Format the listing, from its start through the line containing "(1378, 148)", inclusive, as a two-column CSV headed instruction and pins. Each row pairs an instruction with its pins, each value in its own quoted field with line breaks changed to spaces.
::::::
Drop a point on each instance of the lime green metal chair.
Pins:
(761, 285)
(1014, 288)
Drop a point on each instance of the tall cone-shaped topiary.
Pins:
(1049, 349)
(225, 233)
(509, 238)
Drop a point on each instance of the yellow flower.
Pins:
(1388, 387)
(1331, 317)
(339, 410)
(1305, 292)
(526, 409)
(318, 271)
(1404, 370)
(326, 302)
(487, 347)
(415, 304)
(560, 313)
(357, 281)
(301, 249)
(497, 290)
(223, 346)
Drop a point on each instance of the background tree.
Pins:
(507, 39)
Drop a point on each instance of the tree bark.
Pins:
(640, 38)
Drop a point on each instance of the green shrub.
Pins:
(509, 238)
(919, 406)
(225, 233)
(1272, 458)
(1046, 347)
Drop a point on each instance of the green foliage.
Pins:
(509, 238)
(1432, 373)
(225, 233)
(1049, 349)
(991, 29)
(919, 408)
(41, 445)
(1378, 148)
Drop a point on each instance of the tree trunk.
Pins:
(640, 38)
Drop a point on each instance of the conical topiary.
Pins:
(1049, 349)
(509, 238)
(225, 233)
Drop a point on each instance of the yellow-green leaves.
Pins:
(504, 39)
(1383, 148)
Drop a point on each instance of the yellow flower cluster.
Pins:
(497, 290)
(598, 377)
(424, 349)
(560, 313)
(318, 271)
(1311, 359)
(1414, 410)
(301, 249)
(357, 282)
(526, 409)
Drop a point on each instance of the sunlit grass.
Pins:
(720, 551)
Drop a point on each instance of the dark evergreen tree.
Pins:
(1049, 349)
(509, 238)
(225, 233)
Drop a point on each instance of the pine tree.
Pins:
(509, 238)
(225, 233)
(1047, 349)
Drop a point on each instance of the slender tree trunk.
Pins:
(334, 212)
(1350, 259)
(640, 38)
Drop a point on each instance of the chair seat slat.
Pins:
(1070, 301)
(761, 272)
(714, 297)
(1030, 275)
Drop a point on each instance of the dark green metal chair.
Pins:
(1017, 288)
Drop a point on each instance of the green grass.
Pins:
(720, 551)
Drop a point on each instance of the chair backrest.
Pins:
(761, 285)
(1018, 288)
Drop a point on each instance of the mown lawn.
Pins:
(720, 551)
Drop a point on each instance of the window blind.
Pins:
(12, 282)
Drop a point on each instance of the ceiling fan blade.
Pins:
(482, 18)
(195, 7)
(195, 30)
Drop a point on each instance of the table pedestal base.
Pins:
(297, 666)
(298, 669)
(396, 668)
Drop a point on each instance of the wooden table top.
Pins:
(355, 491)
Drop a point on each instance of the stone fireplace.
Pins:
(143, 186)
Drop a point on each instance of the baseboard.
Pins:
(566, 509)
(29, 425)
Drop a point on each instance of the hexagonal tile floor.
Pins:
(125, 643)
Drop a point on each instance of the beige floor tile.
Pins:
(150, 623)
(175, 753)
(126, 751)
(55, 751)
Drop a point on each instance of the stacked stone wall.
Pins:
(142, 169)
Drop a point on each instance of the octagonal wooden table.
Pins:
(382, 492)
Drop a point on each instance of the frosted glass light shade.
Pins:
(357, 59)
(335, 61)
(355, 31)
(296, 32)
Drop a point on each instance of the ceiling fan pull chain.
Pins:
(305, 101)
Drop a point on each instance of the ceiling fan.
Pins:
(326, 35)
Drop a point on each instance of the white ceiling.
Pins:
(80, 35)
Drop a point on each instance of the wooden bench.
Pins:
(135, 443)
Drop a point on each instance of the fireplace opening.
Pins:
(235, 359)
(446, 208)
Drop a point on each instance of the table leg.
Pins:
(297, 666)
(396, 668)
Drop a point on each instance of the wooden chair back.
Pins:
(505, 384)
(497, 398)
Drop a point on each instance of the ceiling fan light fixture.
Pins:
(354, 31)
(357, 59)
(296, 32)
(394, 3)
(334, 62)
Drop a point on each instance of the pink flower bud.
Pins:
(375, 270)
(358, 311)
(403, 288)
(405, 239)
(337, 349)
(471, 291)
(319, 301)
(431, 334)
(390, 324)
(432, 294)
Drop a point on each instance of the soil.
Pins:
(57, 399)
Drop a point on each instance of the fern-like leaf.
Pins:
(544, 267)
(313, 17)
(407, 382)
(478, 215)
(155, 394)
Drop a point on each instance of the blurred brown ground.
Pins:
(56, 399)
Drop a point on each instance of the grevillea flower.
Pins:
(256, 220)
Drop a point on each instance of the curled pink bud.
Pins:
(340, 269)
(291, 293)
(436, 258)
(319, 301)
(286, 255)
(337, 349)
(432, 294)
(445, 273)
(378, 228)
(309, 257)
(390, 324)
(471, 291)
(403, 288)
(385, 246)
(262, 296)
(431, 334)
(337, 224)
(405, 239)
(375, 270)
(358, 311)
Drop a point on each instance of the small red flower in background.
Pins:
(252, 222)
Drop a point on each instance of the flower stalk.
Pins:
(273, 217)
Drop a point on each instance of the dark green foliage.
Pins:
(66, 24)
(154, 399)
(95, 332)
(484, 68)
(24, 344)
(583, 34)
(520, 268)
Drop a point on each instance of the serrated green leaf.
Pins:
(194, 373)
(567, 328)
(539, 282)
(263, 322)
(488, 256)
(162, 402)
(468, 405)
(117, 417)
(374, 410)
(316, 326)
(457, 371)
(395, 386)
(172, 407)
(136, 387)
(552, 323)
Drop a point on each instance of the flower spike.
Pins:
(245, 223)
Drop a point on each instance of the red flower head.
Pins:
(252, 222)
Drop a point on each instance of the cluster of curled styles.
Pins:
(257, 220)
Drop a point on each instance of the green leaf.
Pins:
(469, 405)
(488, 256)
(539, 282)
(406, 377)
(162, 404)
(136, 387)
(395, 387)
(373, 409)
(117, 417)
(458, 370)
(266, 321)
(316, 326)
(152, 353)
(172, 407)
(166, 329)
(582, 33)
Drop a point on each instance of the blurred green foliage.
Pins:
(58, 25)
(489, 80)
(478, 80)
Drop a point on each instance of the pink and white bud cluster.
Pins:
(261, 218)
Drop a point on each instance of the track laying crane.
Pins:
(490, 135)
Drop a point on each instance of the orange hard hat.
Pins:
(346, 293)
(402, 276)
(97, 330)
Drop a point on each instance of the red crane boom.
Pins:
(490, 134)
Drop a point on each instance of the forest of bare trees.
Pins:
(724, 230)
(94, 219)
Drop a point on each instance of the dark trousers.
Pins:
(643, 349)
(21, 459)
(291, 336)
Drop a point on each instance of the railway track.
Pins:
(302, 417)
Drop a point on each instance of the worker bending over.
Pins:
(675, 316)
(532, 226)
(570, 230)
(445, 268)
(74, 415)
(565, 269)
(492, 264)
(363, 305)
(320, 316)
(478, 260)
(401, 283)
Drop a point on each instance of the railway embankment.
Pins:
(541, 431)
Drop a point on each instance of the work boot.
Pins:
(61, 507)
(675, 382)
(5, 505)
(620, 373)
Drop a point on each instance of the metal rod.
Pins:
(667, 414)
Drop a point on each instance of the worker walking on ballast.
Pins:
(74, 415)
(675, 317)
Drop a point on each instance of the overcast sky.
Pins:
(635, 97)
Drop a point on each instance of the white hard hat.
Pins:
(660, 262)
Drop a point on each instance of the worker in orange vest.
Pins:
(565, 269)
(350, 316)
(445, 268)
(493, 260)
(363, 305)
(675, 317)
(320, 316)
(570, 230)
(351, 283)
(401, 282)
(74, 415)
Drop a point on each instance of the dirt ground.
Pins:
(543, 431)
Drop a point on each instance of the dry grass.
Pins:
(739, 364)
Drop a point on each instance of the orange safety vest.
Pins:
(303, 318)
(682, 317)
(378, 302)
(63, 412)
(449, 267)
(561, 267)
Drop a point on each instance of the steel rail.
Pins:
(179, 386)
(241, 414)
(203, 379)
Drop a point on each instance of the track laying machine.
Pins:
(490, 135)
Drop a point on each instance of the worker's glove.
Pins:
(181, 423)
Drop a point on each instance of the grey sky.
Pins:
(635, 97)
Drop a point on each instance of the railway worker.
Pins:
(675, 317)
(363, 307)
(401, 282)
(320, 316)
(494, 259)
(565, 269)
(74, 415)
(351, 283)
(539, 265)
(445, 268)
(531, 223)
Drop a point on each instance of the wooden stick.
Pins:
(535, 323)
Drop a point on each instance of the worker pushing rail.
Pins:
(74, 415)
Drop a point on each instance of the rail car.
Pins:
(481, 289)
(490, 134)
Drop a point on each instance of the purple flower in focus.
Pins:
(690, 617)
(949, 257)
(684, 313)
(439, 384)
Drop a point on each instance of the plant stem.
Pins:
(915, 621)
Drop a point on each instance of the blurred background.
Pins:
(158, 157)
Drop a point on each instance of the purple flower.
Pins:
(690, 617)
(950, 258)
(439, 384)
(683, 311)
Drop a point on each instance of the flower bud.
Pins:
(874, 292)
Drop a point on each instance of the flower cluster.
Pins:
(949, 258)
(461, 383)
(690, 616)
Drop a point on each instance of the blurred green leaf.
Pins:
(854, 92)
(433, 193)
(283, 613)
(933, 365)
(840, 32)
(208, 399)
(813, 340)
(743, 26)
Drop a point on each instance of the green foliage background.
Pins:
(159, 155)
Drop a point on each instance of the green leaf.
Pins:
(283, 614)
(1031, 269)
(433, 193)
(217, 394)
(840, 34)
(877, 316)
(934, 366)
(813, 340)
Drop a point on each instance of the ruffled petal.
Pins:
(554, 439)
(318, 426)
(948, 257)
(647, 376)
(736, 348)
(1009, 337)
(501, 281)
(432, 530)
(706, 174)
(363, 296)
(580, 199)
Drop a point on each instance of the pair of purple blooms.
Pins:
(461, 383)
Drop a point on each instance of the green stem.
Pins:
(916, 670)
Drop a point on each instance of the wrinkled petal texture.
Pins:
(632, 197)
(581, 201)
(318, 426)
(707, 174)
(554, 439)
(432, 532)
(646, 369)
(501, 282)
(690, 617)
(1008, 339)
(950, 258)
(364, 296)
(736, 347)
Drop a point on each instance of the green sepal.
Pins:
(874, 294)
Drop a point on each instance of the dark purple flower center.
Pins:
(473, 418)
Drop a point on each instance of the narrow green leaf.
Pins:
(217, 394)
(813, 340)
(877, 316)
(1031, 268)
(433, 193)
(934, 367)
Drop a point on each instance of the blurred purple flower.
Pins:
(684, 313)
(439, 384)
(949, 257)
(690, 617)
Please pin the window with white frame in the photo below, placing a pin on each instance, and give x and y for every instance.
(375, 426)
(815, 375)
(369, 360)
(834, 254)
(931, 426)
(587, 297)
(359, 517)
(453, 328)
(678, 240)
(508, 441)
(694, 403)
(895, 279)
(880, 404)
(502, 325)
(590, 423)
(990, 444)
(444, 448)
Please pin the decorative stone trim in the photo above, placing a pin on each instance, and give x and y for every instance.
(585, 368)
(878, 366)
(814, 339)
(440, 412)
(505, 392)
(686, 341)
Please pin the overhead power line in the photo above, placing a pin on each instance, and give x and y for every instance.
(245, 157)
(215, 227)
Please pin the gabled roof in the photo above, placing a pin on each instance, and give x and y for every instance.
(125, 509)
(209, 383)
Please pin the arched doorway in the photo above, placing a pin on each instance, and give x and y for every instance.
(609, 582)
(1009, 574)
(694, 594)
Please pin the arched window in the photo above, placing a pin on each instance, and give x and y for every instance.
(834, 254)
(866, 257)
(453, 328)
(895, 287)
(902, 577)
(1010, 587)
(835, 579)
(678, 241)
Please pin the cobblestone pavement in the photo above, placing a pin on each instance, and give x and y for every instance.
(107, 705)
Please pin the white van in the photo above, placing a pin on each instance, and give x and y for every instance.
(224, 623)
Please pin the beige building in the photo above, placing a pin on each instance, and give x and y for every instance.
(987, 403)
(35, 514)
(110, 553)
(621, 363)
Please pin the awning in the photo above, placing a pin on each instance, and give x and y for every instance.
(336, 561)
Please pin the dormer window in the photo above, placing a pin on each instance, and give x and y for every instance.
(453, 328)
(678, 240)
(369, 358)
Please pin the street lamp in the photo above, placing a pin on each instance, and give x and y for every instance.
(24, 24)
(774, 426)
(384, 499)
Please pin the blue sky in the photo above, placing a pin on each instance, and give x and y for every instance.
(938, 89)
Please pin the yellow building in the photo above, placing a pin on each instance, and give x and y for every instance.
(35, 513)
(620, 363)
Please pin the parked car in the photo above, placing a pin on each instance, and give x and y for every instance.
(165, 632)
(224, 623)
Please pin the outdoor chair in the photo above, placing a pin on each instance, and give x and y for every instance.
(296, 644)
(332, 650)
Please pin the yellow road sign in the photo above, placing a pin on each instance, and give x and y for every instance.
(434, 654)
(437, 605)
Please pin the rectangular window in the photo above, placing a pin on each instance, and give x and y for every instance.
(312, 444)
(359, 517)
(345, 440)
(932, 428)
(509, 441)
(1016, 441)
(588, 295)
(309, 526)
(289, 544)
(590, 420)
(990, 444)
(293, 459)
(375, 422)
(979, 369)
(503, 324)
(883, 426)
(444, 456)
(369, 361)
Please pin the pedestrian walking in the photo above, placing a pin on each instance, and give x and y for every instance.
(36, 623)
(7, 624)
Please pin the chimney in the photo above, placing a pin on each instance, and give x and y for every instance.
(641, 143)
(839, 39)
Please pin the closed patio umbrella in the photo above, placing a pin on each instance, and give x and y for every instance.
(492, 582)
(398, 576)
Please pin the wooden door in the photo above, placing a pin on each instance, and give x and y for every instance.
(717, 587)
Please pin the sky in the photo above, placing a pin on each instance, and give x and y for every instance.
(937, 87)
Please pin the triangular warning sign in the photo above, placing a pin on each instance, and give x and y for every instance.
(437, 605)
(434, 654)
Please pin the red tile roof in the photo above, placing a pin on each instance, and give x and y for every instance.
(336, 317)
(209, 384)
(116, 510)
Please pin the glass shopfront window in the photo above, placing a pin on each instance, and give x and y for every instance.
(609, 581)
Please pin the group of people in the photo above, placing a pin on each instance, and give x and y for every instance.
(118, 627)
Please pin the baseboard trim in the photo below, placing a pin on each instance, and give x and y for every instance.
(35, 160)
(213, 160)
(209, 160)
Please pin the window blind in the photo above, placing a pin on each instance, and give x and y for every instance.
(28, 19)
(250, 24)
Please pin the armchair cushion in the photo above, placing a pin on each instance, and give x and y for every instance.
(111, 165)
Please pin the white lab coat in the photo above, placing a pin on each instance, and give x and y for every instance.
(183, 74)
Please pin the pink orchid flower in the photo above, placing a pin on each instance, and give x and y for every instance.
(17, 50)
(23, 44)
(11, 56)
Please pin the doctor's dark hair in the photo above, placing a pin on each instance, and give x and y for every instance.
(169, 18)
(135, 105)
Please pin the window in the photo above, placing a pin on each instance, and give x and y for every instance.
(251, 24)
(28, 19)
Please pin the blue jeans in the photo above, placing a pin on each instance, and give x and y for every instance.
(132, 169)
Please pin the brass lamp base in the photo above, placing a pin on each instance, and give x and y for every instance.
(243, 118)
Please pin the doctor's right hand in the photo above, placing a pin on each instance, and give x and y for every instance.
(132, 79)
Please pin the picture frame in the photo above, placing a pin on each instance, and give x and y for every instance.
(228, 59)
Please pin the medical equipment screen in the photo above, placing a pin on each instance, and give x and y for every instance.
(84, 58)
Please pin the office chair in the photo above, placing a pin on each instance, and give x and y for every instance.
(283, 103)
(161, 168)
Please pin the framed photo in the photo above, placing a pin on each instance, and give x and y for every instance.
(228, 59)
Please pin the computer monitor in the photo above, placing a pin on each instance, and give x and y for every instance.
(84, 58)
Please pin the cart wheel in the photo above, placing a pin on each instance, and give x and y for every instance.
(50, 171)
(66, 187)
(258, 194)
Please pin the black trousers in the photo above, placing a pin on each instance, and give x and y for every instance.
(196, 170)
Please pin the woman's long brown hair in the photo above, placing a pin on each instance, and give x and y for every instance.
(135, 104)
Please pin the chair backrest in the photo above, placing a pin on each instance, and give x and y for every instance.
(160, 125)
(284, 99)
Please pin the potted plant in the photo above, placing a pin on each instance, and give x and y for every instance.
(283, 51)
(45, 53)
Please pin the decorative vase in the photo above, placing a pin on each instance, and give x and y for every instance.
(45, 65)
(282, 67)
::::::
Answer below =>
instruction,pins
"Drop a point on each instance of the lime green metal chair. Pins:","(761, 285) (1014, 288)"
"Drop a point on each instance of the tall cone-shaped topiary. Pins:","(1049, 349) (225, 233) (509, 238)"
"Drop a point on each instance of the yellow flower. Pins:","(1388, 387) (1331, 317) (339, 410) (1305, 292) (526, 409) (318, 271) (1404, 370) (326, 302) (487, 347) (415, 304) (560, 313) (357, 281) (301, 249) (497, 290) (223, 346)"
"Drop a point on each instance of the background tree. Pins:","(507, 39)"
"Drop a point on each instance of the tree bark. Pins:","(640, 38)"
"Drop a point on each instance of the green shrub. Pins:","(509, 238) (919, 406) (225, 233) (1272, 458) (1046, 347)"
"Drop a point on each instance of the green foliage. Pins:","(509, 238) (1432, 373) (225, 233) (1049, 349) (991, 29) (919, 408) (41, 445) (1378, 148)"